**Set exercise:**
Copy the rows again, starting at the line containing "point: concrete structure" and ending at the line containing "point: locomotive windshield", with both of those lines and every request kept in. Shift each x and y coordinate in the answers by adding 64.

───── Data for this task ─────

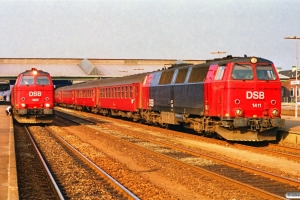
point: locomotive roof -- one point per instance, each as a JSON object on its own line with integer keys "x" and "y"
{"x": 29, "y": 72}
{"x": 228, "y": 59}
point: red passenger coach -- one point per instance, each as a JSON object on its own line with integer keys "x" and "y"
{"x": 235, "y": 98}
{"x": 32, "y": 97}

─────
───── Data for this task ─────

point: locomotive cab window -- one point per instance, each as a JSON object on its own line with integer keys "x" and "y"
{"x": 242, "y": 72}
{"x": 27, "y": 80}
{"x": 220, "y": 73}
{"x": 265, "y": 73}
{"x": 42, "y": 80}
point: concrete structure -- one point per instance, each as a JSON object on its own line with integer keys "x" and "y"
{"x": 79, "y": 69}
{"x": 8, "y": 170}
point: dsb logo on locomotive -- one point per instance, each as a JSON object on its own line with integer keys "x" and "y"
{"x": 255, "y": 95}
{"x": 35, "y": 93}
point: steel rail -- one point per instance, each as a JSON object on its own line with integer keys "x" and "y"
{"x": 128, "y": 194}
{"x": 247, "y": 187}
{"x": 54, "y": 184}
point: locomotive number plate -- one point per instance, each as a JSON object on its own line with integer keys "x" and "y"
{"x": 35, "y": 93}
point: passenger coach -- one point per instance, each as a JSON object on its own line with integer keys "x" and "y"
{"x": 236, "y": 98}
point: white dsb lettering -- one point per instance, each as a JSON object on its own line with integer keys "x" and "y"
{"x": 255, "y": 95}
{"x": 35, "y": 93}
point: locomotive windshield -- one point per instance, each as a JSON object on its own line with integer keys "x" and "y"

─────
───── Data for this task ─────

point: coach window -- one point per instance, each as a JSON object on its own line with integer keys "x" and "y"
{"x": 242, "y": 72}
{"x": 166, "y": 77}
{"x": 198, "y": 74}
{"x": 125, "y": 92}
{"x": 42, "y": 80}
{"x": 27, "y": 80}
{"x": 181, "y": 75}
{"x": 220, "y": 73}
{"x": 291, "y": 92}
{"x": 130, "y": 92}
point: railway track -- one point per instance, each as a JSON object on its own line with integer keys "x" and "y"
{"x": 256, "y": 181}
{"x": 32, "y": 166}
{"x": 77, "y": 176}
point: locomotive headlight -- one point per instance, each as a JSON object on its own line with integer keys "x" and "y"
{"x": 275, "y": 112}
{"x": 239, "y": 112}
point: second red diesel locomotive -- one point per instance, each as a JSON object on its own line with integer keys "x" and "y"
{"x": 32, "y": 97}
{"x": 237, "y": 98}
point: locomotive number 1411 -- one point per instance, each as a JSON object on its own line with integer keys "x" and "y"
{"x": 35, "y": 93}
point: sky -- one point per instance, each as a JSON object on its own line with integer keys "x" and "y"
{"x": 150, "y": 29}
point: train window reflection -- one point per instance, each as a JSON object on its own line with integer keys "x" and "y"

─────

**Expected output:**
point: concrete structure -- one point per instance, each as a JSON object on its own line with integer keys "x" and "y"
{"x": 143, "y": 133}
{"x": 72, "y": 234}
point: dsb logo on locomotive -- one point per instance, each as a JSON object on its own line with integer keys "x" and "y"
{"x": 319, "y": 159}
{"x": 99, "y": 157}
point: steel rail -- one point per instance, each as a JSON object on its own line with integer keys "x" and "y"
{"x": 192, "y": 258}
{"x": 311, "y": 251}
{"x": 118, "y": 248}
point: locomotive number plate -- one point per instance, each as a JSON object on its own line with integer keys "x" and "y"
{"x": 99, "y": 157}
point: passenger coach -- one point per instance, each as a JSON object on its own line with integer keys "x" and "y"
{"x": 300, "y": 162}
point: white dsb lettering -- one point per instance, each as a JSON object on its own line with integer keys "x" and "y"
{"x": 319, "y": 159}
{"x": 99, "y": 157}
point: locomotive windshield -- one point per instance, each as a JSON object on its own line with integer keys "x" and "y"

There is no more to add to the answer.